**Stated task:** Rewrite every one of the records below, changing each "evenodd" to "nonzero" and leaving everything else as it is.

# Start of Material for the task

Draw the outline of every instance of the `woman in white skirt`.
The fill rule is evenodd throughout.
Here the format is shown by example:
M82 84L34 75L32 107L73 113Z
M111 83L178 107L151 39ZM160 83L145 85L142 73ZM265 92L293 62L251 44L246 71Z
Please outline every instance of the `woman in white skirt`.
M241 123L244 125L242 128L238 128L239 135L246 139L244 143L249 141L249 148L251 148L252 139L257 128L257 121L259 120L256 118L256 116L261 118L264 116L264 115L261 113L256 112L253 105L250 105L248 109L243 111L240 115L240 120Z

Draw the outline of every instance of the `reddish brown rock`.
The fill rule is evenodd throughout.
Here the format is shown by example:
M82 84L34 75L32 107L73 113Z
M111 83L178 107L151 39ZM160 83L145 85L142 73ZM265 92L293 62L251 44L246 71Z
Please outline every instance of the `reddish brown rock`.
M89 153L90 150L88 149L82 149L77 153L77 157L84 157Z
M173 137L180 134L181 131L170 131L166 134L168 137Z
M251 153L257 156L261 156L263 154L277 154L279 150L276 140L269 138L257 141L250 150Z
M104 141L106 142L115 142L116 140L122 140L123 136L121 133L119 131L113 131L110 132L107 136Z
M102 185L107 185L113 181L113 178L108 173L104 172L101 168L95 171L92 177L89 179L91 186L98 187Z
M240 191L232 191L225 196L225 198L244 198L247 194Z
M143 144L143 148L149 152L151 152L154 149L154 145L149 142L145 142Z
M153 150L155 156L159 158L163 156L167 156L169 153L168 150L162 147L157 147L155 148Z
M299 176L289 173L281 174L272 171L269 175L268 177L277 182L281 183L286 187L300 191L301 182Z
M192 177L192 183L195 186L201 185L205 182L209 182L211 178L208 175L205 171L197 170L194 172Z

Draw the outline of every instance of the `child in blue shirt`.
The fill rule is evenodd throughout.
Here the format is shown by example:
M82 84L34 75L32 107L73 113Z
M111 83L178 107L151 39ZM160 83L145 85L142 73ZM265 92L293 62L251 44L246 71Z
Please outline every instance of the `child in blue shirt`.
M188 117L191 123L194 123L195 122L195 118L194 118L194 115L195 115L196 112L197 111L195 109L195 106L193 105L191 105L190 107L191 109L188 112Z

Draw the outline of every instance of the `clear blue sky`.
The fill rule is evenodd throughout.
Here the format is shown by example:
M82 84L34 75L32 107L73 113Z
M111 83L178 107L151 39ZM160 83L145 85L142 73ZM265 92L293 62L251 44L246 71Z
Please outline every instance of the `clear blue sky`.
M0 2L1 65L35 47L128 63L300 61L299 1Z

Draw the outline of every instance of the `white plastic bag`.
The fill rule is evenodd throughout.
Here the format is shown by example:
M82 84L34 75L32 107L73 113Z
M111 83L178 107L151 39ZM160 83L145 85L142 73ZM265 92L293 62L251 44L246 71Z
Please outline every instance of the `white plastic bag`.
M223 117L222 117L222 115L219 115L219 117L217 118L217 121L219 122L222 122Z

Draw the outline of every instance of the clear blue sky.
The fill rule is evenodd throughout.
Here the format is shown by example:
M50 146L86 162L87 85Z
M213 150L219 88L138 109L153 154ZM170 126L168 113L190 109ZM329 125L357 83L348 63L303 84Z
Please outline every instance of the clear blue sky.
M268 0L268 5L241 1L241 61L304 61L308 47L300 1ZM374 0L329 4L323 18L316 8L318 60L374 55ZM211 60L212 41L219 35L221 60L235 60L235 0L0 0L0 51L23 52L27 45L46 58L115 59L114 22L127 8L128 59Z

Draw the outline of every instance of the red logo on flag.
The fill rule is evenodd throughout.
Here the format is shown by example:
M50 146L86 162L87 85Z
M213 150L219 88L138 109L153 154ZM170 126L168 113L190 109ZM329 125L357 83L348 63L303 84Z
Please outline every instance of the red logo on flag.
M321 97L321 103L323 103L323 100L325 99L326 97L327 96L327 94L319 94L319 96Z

# End of Material for the task

**The reply:**
Draw the outline of every instance of the `woman in white skirt`.
The fill rule is nonzero throughout.
Here the format is shown by example:
M82 84L34 75L32 107L73 113Z
M111 83L178 107L151 39ZM160 83L145 85L142 73ZM265 92L293 62L251 44L246 71Z
Please outline every instance of the `woman in white skirt`.
M241 123L244 125L242 128L238 128L239 135L246 139L244 143L249 141L249 148L251 148L252 139L257 128L257 121L259 120L256 118L256 116L261 118L264 116L264 115L261 113L256 112L253 105L250 105L248 109L243 111L240 115L240 120Z

Draw the outline of every instance of the `reddish brown rock`.
The fill rule is nonzero throughout.
Here the format is shown by example:
M82 84L34 75L32 107L73 113Z
M111 83L178 107L151 39ZM160 83L145 85L142 73ZM265 92L293 62L251 44L246 71Z
Please outline every instance of the `reddish brown rock`.
M89 153L90 150L88 149L82 149L77 153L77 157L84 157Z
M173 137L180 134L181 131L170 131L166 134L168 137Z
M251 153L257 156L261 156L263 154L277 154L279 150L276 140L269 138L257 141L250 150Z
M104 141L106 142L115 142L116 140L122 140L123 136L121 133L119 131L113 131L110 132L107 136Z
M102 185L107 185L113 181L113 178L108 173L104 172L101 168L95 171L92 177L89 179L91 186L98 187Z
M240 191L232 191L225 196L225 198L244 198L247 194Z
M143 144L143 148L149 152L151 152L154 149L154 145L149 142L145 142Z
M153 150L155 156L159 158L163 156L167 156L169 153L168 150L162 147L157 147L155 148Z
M299 176L289 173L281 174L272 171L269 175L268 177L277 182L281 183L286 187L300 191L301 182Z
M192 177L192 183L195 186L201 185L205 182L209 182L211 178L208 175L205 171L197 170L194 172Z

Draw the outline of every instance of the `child in blue shirt`.
The fill rule is nonzero throughout.
Here the format is shown by example:
M82 84L34 75L32 107L73 113Z
M111 83L178 107L151 39ZM160 83L145 85L142 73ZM265 92L293 62L251 44L246 71Z
Please outline every instance of the `child in blue shirt`.
M188 117L191 123L194 123L195 122L195 118L194 118L194 115L195 115L196 112L197 111L195 109L195 106L193 105L191 105L190 107L191 109L188 112Z

Draw the outline of every instance of the `clear blue sky`.
The fill rule is nonzero throughout.
Here the format is shown by example:
M82 84L34 75L32 107L73 113Z
M111 83L178 107L151 39ZM160 83L145 85L142 73ZM265 92L293 62L251 44L246 71Z
Please outline every instance of the `clear blue sky`.
M0 2L1 65L35 47L128 63L300 61L299 1Z

Draw the outline of every instance of the `white plastic bag`.
The fill rule is nonzero throughout.
Here the format is shown by example:
M82 84L34 75L32 107L73 113Z
M111 83L178 107L151 39ZM160 83L145 85L142 73ZM265 92L293 62L251 44L246 71Z
Please outline every instance of the `white plastic bag`.
M223 117L222 117L222 115L219 115L219 117L217 118L217 121L219 122L222 122Z

Draw the outline of every instance of the clear blue sky.
The fill rule is nonzero throughout.
Here the format is shown by example:
M50 146L86 162L87 85Z
M213 150L219 88L138 109L153 154ZM170 126L168 113L190 109ZM329 125L357 83L348 63L303 84Z
Please outline every instance of the clear blue sky.
M268 0L268 5L241 1L241 61L304 61L308 47L300 1ZM374 0L329 4L323 18L316 8L318 60L374 55ZM211 60L212 41L219 35L221 60L235 60L235 0L0 0L0 51L23 52L27 45L46 58L115 59L114 22L127 8L128 59Z

Draw the outline of every instance of the red logo on flag.
The fill rule is nonzero throughout.
Here the format is shown by example:
M50 146L86 162L87 85Z
M213 150L219 88L138 109L153 154ZM170 126L168 113L190 109ZM329 125L357 83L348 63L303 84Z
Please outline every instance of the red logo on flag.
M321 97L321 103L323 103L323 100L325 99L326 97L327 96L327 94L319 94L319 96Z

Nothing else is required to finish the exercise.